TEXT SEGMENT start

Returning to FIG. 1, in addition to the nozzle passage 14 described above, the inside of the turbine housing 11 of this example is formed with a scroll passage 12 through which exhaust gas introduced from outside the turbine housing 11 flows, and an outlet passage 16 for leading the exhaust gas that has driven the radial turbine wheel 5 to the outside of the turbine housing 11. The scroll passage 12 is a spiral passage formed on the outer periphery of the nozzle passage 14. The outlet passage 16 is a tubular passage extending along the axis S. The exhaust gas discharged from the power generation engine flows through the scroll passage 12 and the nozzle passage 14 in order, and then flows into the radial turbine wheel 5. Then, the exhaust gas that has driven the radial turbine wheel 5 to rotate flows through the outlet passage 16 along the axis S, and is discharged to the outside of the turbine housing 11.

<Leading edge 70 of turbine blade 7>
3 is a schematic meridional section of a radial turbine wheel 5 according to an embodiment of the present disclosure. Each of the plurality of turbine blades 7 includes a leading edge 70, a hub-side edge 77 connected to the hub surface 31, a shroud-side edge 78, and a trailing edge 80. The leading edge 70 has a leading edge hub-side end 71 that connects to the hub-side edge 77 and a leading edge shroud-side end 72 that connects to the shroud-side edge 78.

In the following description, the total length of the leading edge 70 in the span direction is defined as La. Also, the span direction distance between the position displaced in the span direction from the leading edge hub side end 71 toward the leading edge shroud side end 72 (point Pa in FIG. 3) and the leading edge hub side end 71 is defined as Ls. La is a constant value, and Ls is a value that varies in the range from 0 to La.

The leading edge 70 of at least one of the multiple turbine blades 7 is configured so that the thickness of the leading edge 70 decreases continuously as Ls/La increases from 0.2 to 1.0. The range in which the thickness of the leading edge 70 decreases continuously may include the range in which Ls/La is 0.2 or more and 1.0 or less, and for example, the thickness of the leading edge 70 may decrease continuously as Ls/La increases from 0.1 to 1.0.

TEXT SEGMENT end
DATA ROWS start

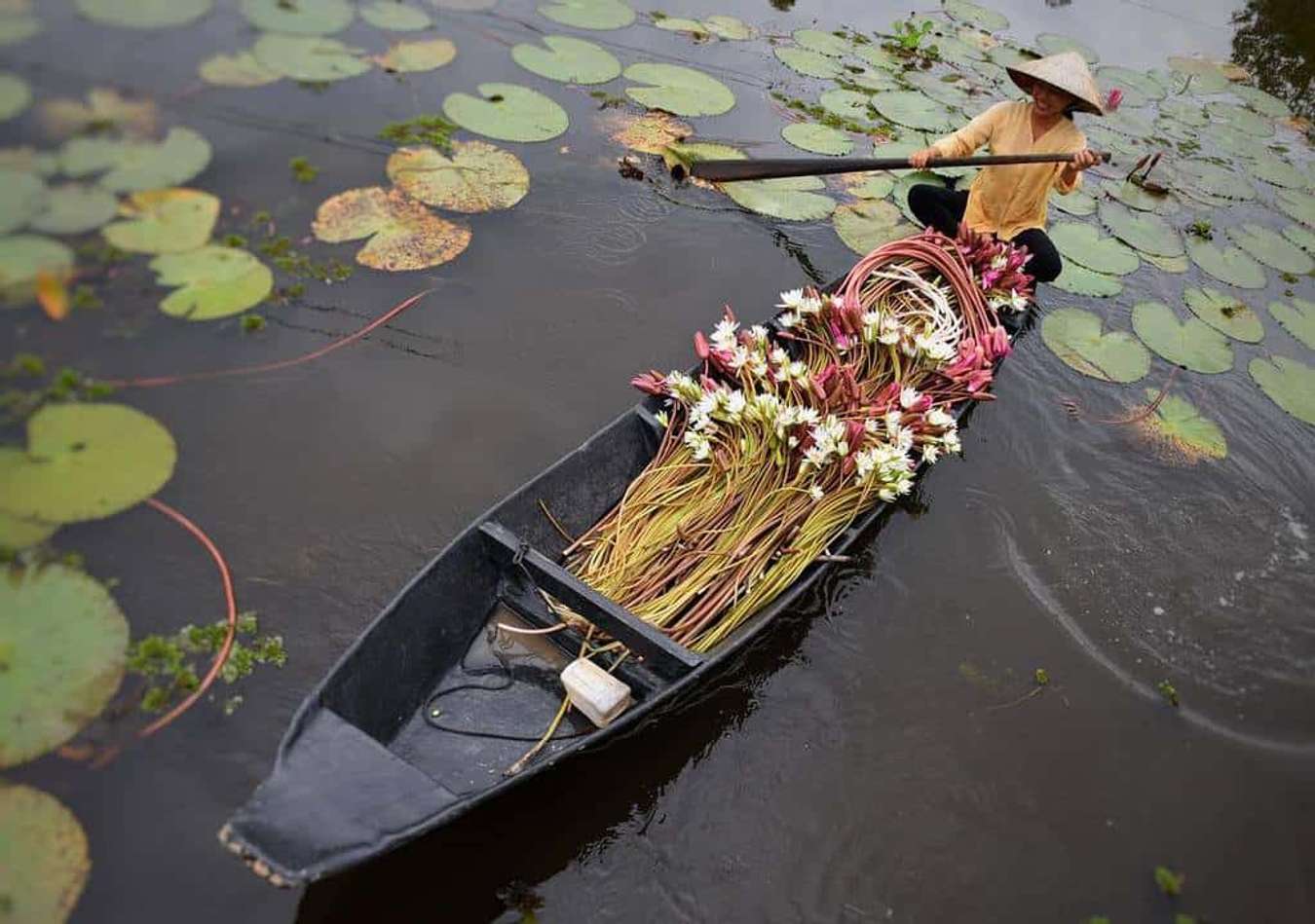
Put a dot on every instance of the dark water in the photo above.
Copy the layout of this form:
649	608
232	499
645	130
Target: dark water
856	765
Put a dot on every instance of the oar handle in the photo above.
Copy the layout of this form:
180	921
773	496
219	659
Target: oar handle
772	168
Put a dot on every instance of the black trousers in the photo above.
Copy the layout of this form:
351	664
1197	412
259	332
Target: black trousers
944	207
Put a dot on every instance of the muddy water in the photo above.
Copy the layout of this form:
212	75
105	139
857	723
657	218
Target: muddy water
872	758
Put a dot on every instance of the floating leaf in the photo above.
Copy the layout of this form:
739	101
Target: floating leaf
143	14
213	281
44	853
1190	344
402	233
414	56
1225	314
1074	335
309	58
868	224
477	177
789	199
679	90
240	70
165	221
62	648
86	462
568	59
1289	383
589	14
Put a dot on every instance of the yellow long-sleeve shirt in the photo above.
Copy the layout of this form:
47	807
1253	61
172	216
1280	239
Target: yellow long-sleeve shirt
1009	200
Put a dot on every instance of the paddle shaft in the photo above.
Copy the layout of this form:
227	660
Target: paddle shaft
773	168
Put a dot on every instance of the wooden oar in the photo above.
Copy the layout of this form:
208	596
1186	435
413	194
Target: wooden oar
773	168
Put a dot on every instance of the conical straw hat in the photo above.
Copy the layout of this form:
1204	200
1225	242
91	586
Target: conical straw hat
1068	72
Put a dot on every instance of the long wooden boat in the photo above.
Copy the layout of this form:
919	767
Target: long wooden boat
406	733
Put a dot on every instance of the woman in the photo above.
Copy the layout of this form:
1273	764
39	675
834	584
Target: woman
1010	202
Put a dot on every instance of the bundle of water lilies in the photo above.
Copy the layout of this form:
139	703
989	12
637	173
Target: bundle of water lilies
789	432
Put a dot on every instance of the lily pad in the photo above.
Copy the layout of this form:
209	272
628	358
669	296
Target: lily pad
1082	281
75	207
808	63
143	14
1227	265
165	221
507	112
679	90
1225	314
1272	248
1298	318
818	138
404	234
300	18
1074	335
394	16
477	177
414	56
212	281
568	59
44	853
1190	344
63	646
86	462
868	224
589	14
239	70
791	199
1084	244
1289	383
308	58
23	258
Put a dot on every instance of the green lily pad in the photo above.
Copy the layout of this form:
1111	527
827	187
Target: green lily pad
808	63
414	56
404	234
1082	281
976	15
477	176
1225	314
791	199
1296	318
589	14
1084	244
914	111
568	59
165	221
22	258
1190	344
86	462
22	198
1272	248
1227	265
299	18
44	853
1289	383
507	112
137	166
212	281
63	646
308	58
1145	233
868	224
394	16
1074	335
75	207
679	90
143	14
239	70
818	138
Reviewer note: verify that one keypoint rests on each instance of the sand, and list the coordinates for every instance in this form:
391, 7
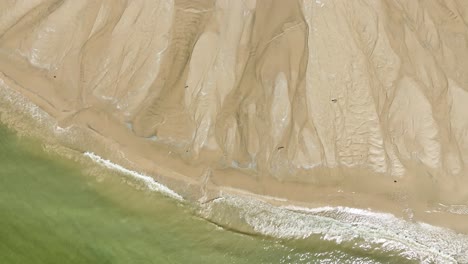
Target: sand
351, 103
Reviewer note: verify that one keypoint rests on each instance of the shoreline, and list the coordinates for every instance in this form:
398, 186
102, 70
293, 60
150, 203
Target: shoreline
200, 182
207, 187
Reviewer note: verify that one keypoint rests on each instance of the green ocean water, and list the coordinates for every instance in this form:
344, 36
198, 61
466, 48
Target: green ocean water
53, 212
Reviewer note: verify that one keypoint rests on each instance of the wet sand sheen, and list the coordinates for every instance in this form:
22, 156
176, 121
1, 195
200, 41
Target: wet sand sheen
53, 213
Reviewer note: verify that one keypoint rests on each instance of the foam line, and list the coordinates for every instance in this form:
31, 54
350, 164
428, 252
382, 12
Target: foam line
149, 181
364, 229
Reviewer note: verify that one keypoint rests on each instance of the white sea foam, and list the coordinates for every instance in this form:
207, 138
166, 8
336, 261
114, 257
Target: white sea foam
360, 228
149, 181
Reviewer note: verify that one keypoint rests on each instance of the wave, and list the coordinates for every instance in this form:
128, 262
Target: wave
358, 228
149, 181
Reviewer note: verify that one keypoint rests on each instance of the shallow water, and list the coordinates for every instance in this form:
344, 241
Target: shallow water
54, 211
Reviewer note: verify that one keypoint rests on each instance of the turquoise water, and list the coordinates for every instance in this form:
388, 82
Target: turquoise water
51, 211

DATA ROWS end

PROBLEMS TO SOLVE »
- a) In the turbine blade description, switch "trailing edge 80" to "tail edge 80", beginning at the words "<Leading edge 70" and stopping after "shroud-side edge 78.".
- b) Please list the parts that the turbine blade description says each of the turbine blades 7 includes.
The entries were taken from a separate source.

RESPONSE LIST »
- a)
<Leading edge 70 of turbine blade 7>
3 is a schematic meridional section of a radial turbine wheel 5 according to an embodiment of the present disclosure. Each of the plurality of turbine blades 7 includes a leading edge 70, a hub-side edge 77 connected to the hub surface 31, a shroud-side edge 78, and a tail edge 80. The leading edge 70 has a leading edge hub-side end 71 that connects to the hub-side edge 77 and a leading edge shroud-side end 72 that connects to the shroud-side edge 78.

- b)
- leading edge 70
- hub-side edge 77
- shroud-side edge 78
- trailing edge 80